> [Given instruction]: Print the full listing exactly.

(Stored data entries)
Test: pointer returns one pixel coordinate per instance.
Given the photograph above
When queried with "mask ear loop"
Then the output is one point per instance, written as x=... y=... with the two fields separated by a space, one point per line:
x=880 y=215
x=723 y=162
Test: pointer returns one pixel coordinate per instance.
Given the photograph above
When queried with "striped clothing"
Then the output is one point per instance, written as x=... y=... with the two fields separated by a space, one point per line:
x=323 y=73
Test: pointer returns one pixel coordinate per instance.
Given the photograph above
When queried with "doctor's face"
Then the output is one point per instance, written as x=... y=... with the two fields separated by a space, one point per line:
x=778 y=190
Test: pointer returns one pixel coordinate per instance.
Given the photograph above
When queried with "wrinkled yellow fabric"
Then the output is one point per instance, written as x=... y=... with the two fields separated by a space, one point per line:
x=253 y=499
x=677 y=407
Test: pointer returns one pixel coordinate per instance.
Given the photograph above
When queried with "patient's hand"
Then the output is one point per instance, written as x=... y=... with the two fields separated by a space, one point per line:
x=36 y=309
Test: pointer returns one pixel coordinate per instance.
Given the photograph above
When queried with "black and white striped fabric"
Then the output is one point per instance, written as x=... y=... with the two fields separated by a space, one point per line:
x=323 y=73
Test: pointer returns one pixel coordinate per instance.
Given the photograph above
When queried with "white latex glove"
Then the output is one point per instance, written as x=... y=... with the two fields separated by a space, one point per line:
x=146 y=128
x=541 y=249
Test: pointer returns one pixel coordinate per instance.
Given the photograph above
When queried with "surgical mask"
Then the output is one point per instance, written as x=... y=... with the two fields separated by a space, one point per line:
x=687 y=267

> [Output of the task]:
Test: pointer returns one pixel coordinate per instance.
Given the photograph above
When queried with "mask ear loop"
Then the output is one point per instance, written as x=... y=... with the two fields separated by a space, one point per line:
x=880 y=215
x=723 y=162
Test: pointer returns one pixel coordinate per instance.
Given the photograph above
When queried with "striped clothing"
Then the output is one point per instance, written as x=... y=... with the two fields separated by a space, one point per line:
x=323 y=73
Test: pointer returns one pixel coordinate per instance.
Given the photograph above
When queried with "doctor's face"
Then the output is one point per instance, written as x=... y=... with the two fields separated by a space, one point per line:
x=778 y=190
Test: pointer returns one pixel coordinate per instance.
Given the photograph above
When queried with "wrinkled yellow fabric"
Then the output is one point per instance, written as x=... y=... with the two fields separated by a space, one point per line:
x=253 y=499
x=677 y=407
Test: pointer returns one pixel coordinate per instance.
Given the photograph above
When queried with "patient's hand"
Then the output is one point per instance, written as x=... y=... with the two fields separated by a space, one point per line:
x=36 y=309
Test: pointer returns one pixel coordinate per instance.
Given the photograph above
When queried with "black and white striped fabric"
Then the output is one point per instance, written as x=... y=... with the two fields separated by a space, one point per line:
x=323 y=73
Test: pointer returns one pixel coordinate per instance.
Given the photograph above
When queried with "white latex glove"
Then the output is one point per instance, written as x=... y=... with the two fields separated by a space, one point per line:
x=146 y=128
x=541 y=249
Test: pointer returns one pixel coordinate per instance.
Given the photograph above
When queried with "surgical mask"
Then the output is one point per instance, written as x=... y=... with the two fields separated by a space, one point per line:
x=687 y=267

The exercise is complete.